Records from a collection
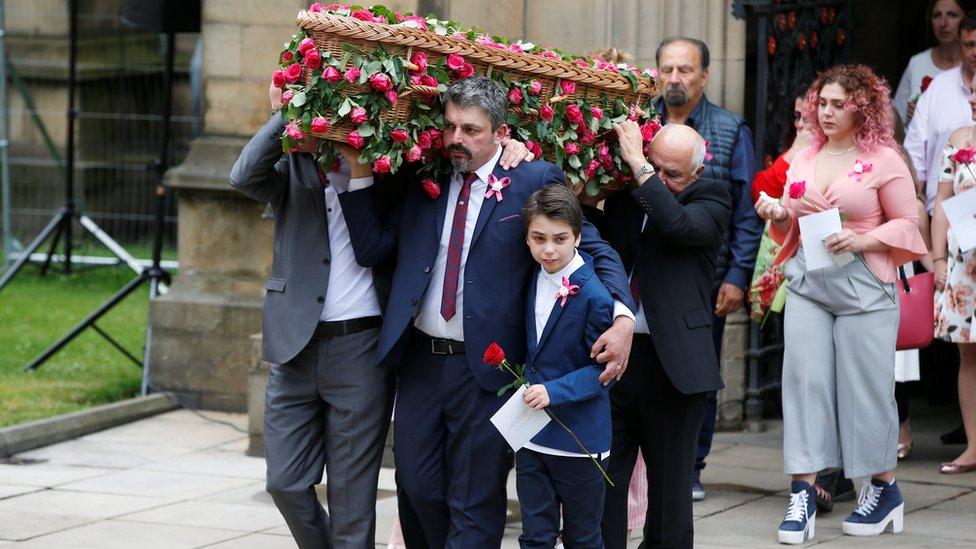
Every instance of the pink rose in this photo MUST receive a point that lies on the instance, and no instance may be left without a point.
(455, 62)
(293, 72)
(431, 188)
(320, 124)
(355, 140)
(381, 82)
(332, 74)
(420, 59)
(399, 135)
(294, 131)
(515, 96)
(382, 164)
(313, 59)
(278, 79)
(358, 115)
(573, 114)
(413, 154)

* [GOAL OF THE EXERCISE]
Return all of the entries word for word, but omit the pictures.

* [RESULT FOR THIS TASK]
Every instance of the pink rose in this photo MUST receive a point that lies on the instance, and no instance may be left without a point.
(455, 62)
(293, 72)
(431, 188)
(320, 124)
(355, 140)
(381, 82)
(332, 74)
(420, 59)
(399, 135)
(294, 131)
(515, 96)
(382, 164)
(313, 59)
(278, 79)
(358, 115)
(573, 114)
(413, 154)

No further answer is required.